* start *

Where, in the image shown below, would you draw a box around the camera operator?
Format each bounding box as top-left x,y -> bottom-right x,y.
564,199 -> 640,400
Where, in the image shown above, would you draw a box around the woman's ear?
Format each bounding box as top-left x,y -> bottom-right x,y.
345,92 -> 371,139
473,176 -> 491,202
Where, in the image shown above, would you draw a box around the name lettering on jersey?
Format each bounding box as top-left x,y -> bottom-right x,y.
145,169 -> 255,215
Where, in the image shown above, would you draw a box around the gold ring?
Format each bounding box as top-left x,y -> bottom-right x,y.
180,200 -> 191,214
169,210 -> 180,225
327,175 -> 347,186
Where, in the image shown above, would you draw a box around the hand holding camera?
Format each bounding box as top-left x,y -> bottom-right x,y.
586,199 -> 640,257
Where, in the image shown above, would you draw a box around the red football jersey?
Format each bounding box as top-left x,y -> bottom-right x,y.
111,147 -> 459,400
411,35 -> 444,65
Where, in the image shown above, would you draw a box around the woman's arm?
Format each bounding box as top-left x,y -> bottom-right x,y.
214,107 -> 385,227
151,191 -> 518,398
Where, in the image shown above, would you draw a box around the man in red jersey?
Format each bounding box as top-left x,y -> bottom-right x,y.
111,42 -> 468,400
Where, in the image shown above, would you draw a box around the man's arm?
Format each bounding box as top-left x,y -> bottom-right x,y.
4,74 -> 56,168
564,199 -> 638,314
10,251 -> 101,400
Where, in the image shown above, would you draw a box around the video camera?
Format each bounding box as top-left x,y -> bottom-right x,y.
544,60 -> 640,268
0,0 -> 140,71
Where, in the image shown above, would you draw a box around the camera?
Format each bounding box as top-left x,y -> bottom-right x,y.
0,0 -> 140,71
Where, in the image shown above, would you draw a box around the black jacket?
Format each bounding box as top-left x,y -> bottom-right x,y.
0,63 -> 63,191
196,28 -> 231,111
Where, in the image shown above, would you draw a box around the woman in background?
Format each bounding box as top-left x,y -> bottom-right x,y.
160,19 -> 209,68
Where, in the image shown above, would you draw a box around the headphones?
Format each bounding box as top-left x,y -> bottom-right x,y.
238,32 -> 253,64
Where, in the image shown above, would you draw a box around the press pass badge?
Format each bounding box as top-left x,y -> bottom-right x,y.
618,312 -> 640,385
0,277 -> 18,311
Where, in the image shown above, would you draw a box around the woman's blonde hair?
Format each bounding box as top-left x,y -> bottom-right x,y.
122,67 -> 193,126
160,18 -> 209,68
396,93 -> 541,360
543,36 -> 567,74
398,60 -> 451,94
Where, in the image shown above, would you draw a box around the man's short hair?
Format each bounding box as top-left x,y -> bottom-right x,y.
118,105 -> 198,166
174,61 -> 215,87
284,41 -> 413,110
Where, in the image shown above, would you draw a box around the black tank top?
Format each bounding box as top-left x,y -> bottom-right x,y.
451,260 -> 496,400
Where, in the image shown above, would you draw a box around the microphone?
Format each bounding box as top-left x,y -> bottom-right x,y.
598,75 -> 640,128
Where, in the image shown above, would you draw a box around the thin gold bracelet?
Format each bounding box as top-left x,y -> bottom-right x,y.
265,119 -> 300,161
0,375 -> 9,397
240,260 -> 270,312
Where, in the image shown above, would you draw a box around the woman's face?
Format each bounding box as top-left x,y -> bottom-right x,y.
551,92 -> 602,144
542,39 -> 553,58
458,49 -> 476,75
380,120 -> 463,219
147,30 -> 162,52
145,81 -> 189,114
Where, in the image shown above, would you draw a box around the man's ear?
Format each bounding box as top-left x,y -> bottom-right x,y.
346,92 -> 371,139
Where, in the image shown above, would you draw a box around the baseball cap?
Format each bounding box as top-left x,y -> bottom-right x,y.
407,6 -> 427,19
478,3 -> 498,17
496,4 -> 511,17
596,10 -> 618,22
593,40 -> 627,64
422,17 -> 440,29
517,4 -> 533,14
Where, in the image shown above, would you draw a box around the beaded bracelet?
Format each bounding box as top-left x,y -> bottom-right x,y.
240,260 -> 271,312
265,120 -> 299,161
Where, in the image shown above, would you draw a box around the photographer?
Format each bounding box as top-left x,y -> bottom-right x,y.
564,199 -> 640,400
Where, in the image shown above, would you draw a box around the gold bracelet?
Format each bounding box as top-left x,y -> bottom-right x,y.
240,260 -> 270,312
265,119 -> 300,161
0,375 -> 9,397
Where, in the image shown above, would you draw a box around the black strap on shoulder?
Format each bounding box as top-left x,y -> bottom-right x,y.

* end *

Work to do » Can you copy out all of the data above, every line of it, without changing a single character?

Right answer »
Where, in the image shown below, would you draw a box around the camera operator?
Format each bounding box as top-left x,y -> bottom-right x,y.
564,199 -> 640,400
Where, in the image shown above, would you draw a box around the woman's ear?
Format each bounding box as top-left x,y -> bottom-right x,y.
345,92 -> 371,139
473,176 -> 491,202
Where, in the image shown above, would you draw a box around the name lettering on jersey?
Format each bounding box as top-left x,y -> bottom-right x,y.
145,169 -> 255,215
Where, in the image shown above, would you draw a box around the gold ring?
Format each bounding box as top-left x,y -> bottom-right x,y.
180,200 -> 191,214
169,210 -> 180,225
327,175 -> 347,186
Where, in the image shown above, would you draw a box around the hand holding camera?
Format each bounding box as top-left x,y -> bottom-right x,y.
586,199 -> 640,257
Where, in the image shown above, would you draw a box around the red football jersey?
Format each bounding box as top-left x,y -> bottom-right x,y.
111,147 -> 459,400
411,35 -> 444,65
Where, in the image shown above, would you draw a box around the woman's arm?
Format each bounding box as top-left x,y -> bottom-right x,y.
214,107 -> 385,227
151,191 -> 518,398
Where, in the image shown above, would you draw a box around the man in red jersey?
Format each bounding box as top-left x,y -> bottom-right x,y.
111,42 -> 468,400
Where, in the image shown above, would you draw a box around the man's arm?
Format each bounding box as top-left x,y -> bottom-right x,y.
4,74 -> 56,168
564,199 -> 638,314
10,251 -> 101,400
Where, in the image shown above, would you draw a box around the video camera?
Format each bounding box as top-left x,y -> bottom-right x,y.
544,60 -> 640,268
0,0 -> 140,71
Where, in the image shown above, would you draw a box around the camera?
Format each bounding box as top-left x,y -> bottom-right x,y.
0,0 -> 140,71
Where, in the image shown above, would you draw a box around the black jacket?
Format each bounding box as top-left x,y -> bottom-right x,y.
0,63 -> 63,191
196,28 -> 231,111
Where, in the image shown above, would you draw a box around the woman in background?
Format each bounding box as top-left x,y -> bottom-right x,y.
160,19 -> 209,68
Where, in the image shown above, would you draw a box around the headphones?
Format each bounding box as top-left x,y -> bottom-right x,y.
238,32 -> 253,64
Where, in the image shown above, would you draw a box around the press pass badge?
Format each bounding box as top-left x,y -> bottom-right x,y.
618,312 -> 640,385
0,277 -> 18,311
Where, in the image shown above, would you draw a box around the woman's blonde hair?
Format each bounding box as top-left x,y -> bottom-right x,y.
122,67 -> 193,126
160,18 -> 209,68
396,93 -> 541,360
543,36 -> 567,74
398,60 -> 451,94
Where, in the image shown above, would you draw a box around the man's short hair?
Format each bounding box as top-left x,y -> bottom-right x,y.
118,105 -> 198,166
174,61 -> 215,87
284,41 -> 413,110
Where, in the image shown above, would you draw a box around the black tank top?
Format each bounding box as top-left x,y -> bottom-right x,y.
451,260 -> 496,400
Where, in the image shown above, would you draw a box around the microphone?
Format each bounding box as top-left x,y -> bottom-right x,y.
598,75 -> 640,128
Where, in the image shown above, would you draw a box around the thin gold bracelet?
Format each bounding box as top-left x,y -> bottom-right x,y.
265,119 -> 300,161
0,375 -> 9,397
240,260 -> 270,312
Where, in the image shown above, would you draw a box around the woman's face?
Format each bounding box as top-left x,y -> bottom-right x,y.
551,92 -> 602,144
542,39 -> 553,58
458,49 -> 476,75
380,120 -> 463,219
147,30 -> 162,52
145,81 -> 189,114
Where, in the image shown above, would you draw a box around the man's ear?
Format each bounding box as top-left x,y -> bottom-right x,y.
346,92 -> 371,139
Where, in the image shown above, would you draw a box around the baseball cap?
Format each bounding box as top-left x,y -> bottom-right x,y.
407,6 -> 427,19
478,3 -> 498,17
496,4 -> 511,17
596,10 -> 618,22
593,40 -> 627,64
422,17 -> 440,29
517,4 -> 533,14
Where, in the image shown above, would you draw a box around the beaded bracelet?
Format each bounding box as top-left x,y -> bottom-right x,y.
240,260 -> 271,312
265,120 -> 299,161
Where, in the image shown above, would you draw a box around the photographer?
Format each bounding box as top-left x,y -> bottom-right x,y.
564,199 -> 640,400
Where, in the image shown above, would you draw a box around the gold bracelet?
Format each bounding box as top-left x,y -> bottom-right x,y.
240,260 -> 270,312
265,119 -> 300,161
0,375 -> 9,397
Where, in the image shown above, would you draw a box around the black strap on shoulder?
Format each bounding box as top-left x,y -> bottom-right x,y.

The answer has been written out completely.